Diğer geometrilerin mantıksal olarak tutarlı olabileceği, bilim ve felsefede yaratacağı büyük etkilerden dolayı matematikteki en önemli keşiflerden biri olduğu ortaya çıkacaktı. Aslında Albert Einstein’in Genel Görelilik Teorisi, içinde yaşadığımız ‘gerçek’ uzayın Öklid-dışı geometriye tabi olabileceğini gösteriyor-Örneğin kara delikler ve nötron yıldızları etrafındaki uzayın-.
Öklid’in Matematiğe Katkıları ve Buluşları
Diğer birçok matematiksel başarının yanında, 13 ciltlik Elementler kitabı koniler, piramitler ve silindirler gibi üç boyutlu cisimlerin hacimlerini hesaplayan formüller içerir. Bunun yanı sıra geometrik diziler, mükemmel ve asal sayılar, en büyük ortan böleni bulmak için algoritmalar ve iki sayının en küçük ortak katına ilişkin kanıtlar da bulunuyor.

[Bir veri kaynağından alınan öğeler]

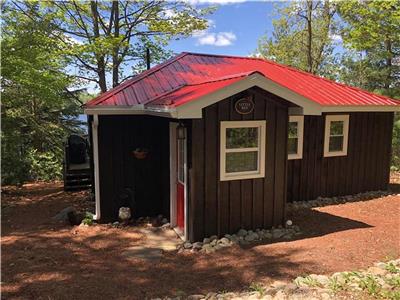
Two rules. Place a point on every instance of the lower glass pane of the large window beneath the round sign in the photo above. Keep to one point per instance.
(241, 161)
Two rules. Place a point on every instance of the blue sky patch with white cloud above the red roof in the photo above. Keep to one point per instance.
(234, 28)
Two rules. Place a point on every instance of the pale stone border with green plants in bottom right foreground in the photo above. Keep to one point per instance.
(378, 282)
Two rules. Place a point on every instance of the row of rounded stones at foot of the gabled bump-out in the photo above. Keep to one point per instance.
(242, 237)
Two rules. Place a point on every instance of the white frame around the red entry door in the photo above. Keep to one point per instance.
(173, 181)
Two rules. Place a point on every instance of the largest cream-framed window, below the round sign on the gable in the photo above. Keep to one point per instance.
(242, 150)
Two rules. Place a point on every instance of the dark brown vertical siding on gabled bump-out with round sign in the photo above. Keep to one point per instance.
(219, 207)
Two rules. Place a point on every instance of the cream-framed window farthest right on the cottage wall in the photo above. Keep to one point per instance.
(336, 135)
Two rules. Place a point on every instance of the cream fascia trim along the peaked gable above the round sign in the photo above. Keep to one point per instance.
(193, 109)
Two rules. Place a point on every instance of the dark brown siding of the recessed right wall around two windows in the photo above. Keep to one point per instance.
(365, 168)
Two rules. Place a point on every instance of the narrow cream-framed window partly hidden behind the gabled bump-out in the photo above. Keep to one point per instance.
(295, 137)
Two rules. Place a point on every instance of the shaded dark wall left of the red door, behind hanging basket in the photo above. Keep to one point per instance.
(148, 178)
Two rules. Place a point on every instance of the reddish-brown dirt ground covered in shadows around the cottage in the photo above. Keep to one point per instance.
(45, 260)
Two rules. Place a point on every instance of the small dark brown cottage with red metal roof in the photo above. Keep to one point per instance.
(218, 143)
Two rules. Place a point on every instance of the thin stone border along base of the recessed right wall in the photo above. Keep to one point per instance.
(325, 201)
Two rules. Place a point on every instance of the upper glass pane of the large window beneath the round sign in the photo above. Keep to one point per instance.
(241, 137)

* * *

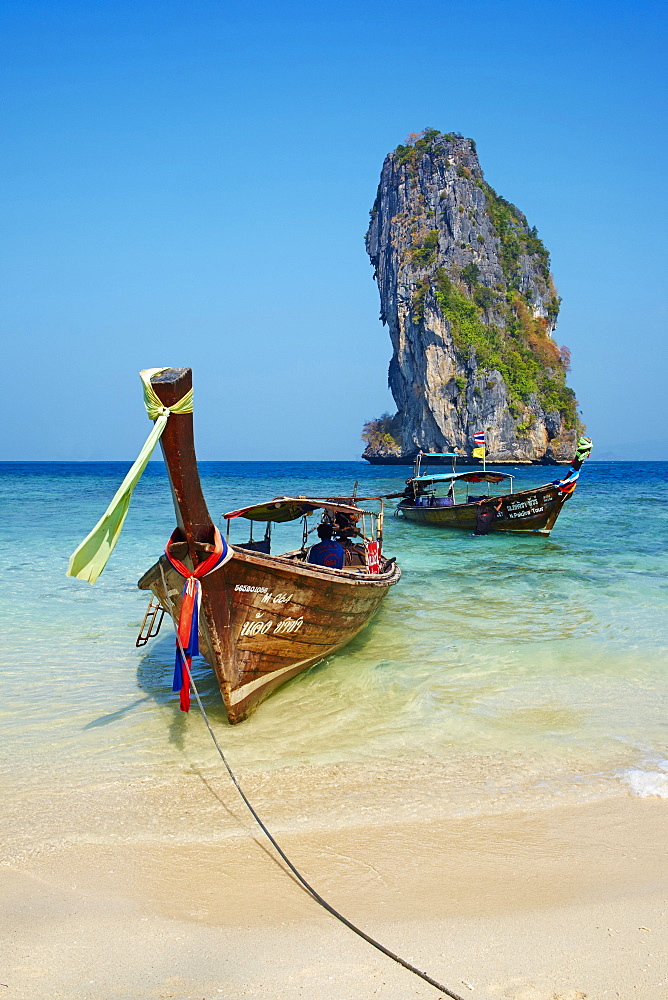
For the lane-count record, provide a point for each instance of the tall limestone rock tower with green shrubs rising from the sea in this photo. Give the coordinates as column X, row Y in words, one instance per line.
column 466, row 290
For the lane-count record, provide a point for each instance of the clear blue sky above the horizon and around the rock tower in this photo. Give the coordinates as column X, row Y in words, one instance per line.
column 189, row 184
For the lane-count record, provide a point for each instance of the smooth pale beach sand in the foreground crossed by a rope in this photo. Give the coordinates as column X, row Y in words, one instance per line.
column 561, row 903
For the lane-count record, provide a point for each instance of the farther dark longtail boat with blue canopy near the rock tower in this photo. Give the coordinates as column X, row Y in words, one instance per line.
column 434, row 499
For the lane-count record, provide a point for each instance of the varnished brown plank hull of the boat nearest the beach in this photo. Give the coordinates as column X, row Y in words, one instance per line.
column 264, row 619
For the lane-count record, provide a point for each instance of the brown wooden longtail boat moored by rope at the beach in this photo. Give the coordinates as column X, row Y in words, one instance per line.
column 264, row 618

* * *

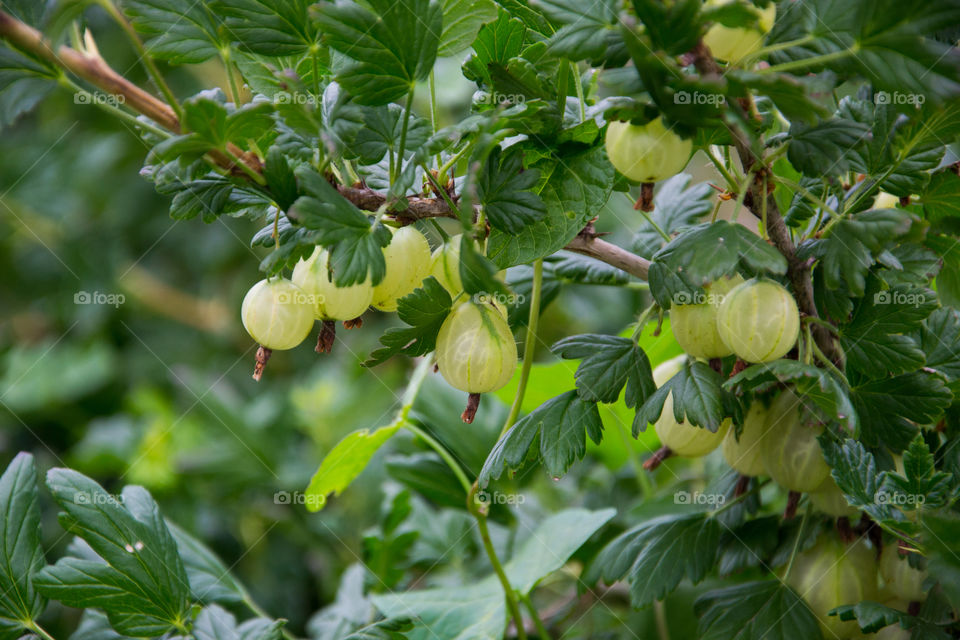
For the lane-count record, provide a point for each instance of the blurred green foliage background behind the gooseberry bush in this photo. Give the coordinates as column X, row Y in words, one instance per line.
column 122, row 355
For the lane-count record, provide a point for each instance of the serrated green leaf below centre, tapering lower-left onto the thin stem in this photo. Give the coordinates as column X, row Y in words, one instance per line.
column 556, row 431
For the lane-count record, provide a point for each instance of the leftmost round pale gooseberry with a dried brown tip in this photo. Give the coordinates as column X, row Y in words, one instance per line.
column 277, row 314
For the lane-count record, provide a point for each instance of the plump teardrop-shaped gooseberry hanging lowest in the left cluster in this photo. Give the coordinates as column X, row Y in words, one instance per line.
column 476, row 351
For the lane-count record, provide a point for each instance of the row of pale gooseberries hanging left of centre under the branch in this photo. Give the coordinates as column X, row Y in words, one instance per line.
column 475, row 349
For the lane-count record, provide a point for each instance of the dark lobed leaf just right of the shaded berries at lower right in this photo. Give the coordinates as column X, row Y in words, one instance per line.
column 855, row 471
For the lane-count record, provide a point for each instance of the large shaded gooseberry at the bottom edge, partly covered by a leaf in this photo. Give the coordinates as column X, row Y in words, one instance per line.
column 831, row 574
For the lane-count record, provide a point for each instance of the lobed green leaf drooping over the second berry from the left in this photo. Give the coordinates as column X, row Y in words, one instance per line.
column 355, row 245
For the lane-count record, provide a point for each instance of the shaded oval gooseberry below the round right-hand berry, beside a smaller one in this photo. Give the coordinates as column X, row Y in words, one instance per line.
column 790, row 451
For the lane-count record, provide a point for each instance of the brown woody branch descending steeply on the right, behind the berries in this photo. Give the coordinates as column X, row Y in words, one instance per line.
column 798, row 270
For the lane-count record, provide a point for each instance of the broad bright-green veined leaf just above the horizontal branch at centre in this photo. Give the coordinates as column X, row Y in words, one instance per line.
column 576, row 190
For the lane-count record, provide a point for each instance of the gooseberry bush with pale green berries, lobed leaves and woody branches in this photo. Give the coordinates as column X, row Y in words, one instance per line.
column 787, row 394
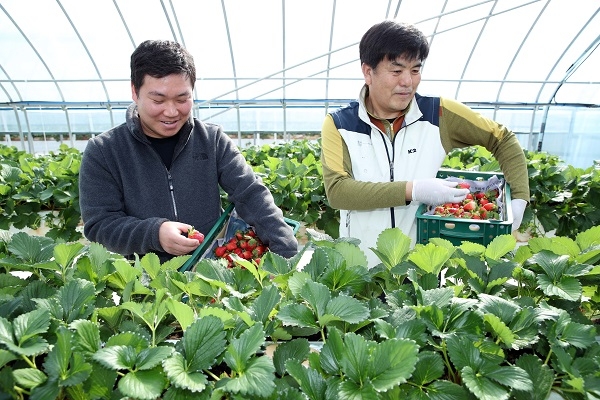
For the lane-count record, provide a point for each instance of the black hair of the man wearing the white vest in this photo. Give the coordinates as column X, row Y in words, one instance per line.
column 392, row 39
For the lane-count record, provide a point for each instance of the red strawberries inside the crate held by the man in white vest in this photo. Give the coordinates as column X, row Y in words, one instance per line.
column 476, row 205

▶ **Problem 1**: Öklid hakkındaki metinde "Diğer birçok matematiksel başarının yanında" diye başlayan paragrafı, ana bilgilerini koruyarak madde işaretli bir liste hâlinde yeniden yazın.
▶ **Problem 2**: Öklid hakkındaki metinden, "Diğer geometrilerin mantıksal" sözcüklerinin geçtiği yerden başlayıp "yıldızları etrafındaki uzayın-." sözcüklerinden sonra durarak ilgili kısmı kelimesi kelimesine aktarın.
Bu satırlara ihtiyaç duyulmamaktadır.

▶ **Yanıt Alanı 1**:
13 ciltlik Elementler kitabında şunlar bulunur:
- Koniler, piramitler ve silindirler gibi üç boyutlu cisimlerin hacimlerini hesaplayan formüller
- Geometrik diziler
- Mükemmel ve asal sayılar
- En büyük ortak böleni bulmaya yönelik algoritmalar
- İki sayının en küçük ortak katına ilişkin kanıtlar

▶ **Yanıt Alanı 2**:
Diğer geometrilerin mantıksal olarak tutarlı olabileceği, bilim ve felsefede yaratacağı büyük etkilerden dolayı matematikteki en önemli keşiflerden biri olduğu ortaya çıkacaktı. Aslında Albert Einstein’in Genel Görelilik Teorisi, içinde yaşadığımız ‘gerçek’ uzayın Öklid-dışı geometriye tabi olabileceğini gösteriyor-Örneğin kara delikler ve nötron yıldızları etrafındaki uzayın-.